What to do:
**a)** Copy everything in the blog post from "2. No, I do" down to "readily available. Curious.", word for word.
**b)** According to the blog post, where did the writer and the writer's mom drive to get the wasabi chips and black licorice?

Extract provided:
>>>

Tuesday, July 14, 2009

Wasabi Chips and Black Licorice

It's Bastille Day. I could write about the French Tricolor; about Marianne, berets, baguettes, and pétanque. Or about champagne; champagne's always good. But today was just another day of long hours and feeling depleted. Am I getting one of those rotten summer colds going around? I've got no real symptoms, but there could be something to it, since I'm craving licorice. What does licorice have to do with anything? With Bastille Day? Well, nothing except that I ate half a bag of it at lunchtime: deep, black, gooey, stick-in-your-teeth licorice. And it now brings to mind an odd home remedy from nearly twenty years ago. I was back from college for a stretch—I suppose it was summer vacation—and I had the beginnings of a cold coming on. I remember my mom and I driving to Westport, to a health food store there. I don't know what was originally on the shopping list (if we even had a list), but I do know what we came home with: a bag of hot wasabi chips and a box of black licorice. The wasabi chips at that time were a new discovery for us. They were white, flecked with seaweed, and laced with wasabi mustard that you couldn't actually see but that had a way of sneaking up on your taste buds, knocking them out with all the subtlety of a lead weight in a tube sock, and then going on a rampage up the nasal passages to do a little dance and singe your nose hairs. Being a bit of a masochist, I loved them immediately. I'd feel the sting and eat some more. And then soothe myself with licorice. My mom and I agreed on the oddness of the combination, but we both indulged. And, lo and behold, the next day, I never felt better. Symptoms completely gone. For some time after that, we were convinced we'd found the perfect remedy for any under-the-weather feeling. And it worked more than once, though not always. Today, I ate the licorice. Maybe tomorrow I'll go in search of wasabi chips, just to make sure.


  1. i dont know wasabi chips, but i certainly do know licorice very well - another craving for me, as it is not sold here (would you believe it!)

  2. No, I do not believe it! No licorice? On Crete or is this a typical oversight across Greece? I find that strange, given that the basic flavor, in the form of anise (ouzo!) is readily available. Curious.

<<<

Records shown:
>>>

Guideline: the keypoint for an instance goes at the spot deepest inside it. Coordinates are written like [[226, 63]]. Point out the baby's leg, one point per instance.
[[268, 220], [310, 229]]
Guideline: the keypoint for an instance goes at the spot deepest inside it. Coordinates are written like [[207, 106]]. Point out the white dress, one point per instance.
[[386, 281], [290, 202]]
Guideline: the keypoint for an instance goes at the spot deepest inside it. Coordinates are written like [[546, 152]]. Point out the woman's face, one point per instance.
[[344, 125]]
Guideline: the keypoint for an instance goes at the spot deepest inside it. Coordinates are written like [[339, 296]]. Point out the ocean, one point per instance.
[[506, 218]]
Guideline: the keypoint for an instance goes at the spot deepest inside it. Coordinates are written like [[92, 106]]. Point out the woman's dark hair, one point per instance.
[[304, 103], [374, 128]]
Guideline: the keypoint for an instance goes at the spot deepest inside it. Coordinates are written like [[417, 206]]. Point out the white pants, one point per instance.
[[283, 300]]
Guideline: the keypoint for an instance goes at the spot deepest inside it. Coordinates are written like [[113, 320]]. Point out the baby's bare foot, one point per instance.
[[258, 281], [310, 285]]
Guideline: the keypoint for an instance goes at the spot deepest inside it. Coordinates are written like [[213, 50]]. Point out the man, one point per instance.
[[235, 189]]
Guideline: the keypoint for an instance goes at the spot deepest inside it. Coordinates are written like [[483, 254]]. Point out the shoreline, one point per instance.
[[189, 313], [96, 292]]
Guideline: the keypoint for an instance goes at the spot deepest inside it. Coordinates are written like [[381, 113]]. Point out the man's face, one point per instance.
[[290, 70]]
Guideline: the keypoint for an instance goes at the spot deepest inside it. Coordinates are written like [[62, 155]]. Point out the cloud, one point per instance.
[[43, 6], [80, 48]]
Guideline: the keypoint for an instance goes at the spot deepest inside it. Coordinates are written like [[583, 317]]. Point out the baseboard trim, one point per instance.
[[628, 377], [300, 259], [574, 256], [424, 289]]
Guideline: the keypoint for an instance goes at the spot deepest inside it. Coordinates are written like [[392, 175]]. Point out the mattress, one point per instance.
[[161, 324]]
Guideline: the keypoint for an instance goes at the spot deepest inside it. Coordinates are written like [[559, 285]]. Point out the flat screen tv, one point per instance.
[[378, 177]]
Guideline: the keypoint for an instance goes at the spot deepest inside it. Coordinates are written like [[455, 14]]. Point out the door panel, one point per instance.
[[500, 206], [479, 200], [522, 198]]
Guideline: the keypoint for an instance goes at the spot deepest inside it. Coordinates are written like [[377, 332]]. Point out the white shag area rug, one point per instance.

<<<

Solutions per task:
**a)**
2. No, I do not believe it! No licorice? On Crete or is this a typical oversight across Greece? I find that strange, given that the basic flavor, in the form of anise (ouzo!) is readily available. Curious.

**b)** To a health food store in Westport.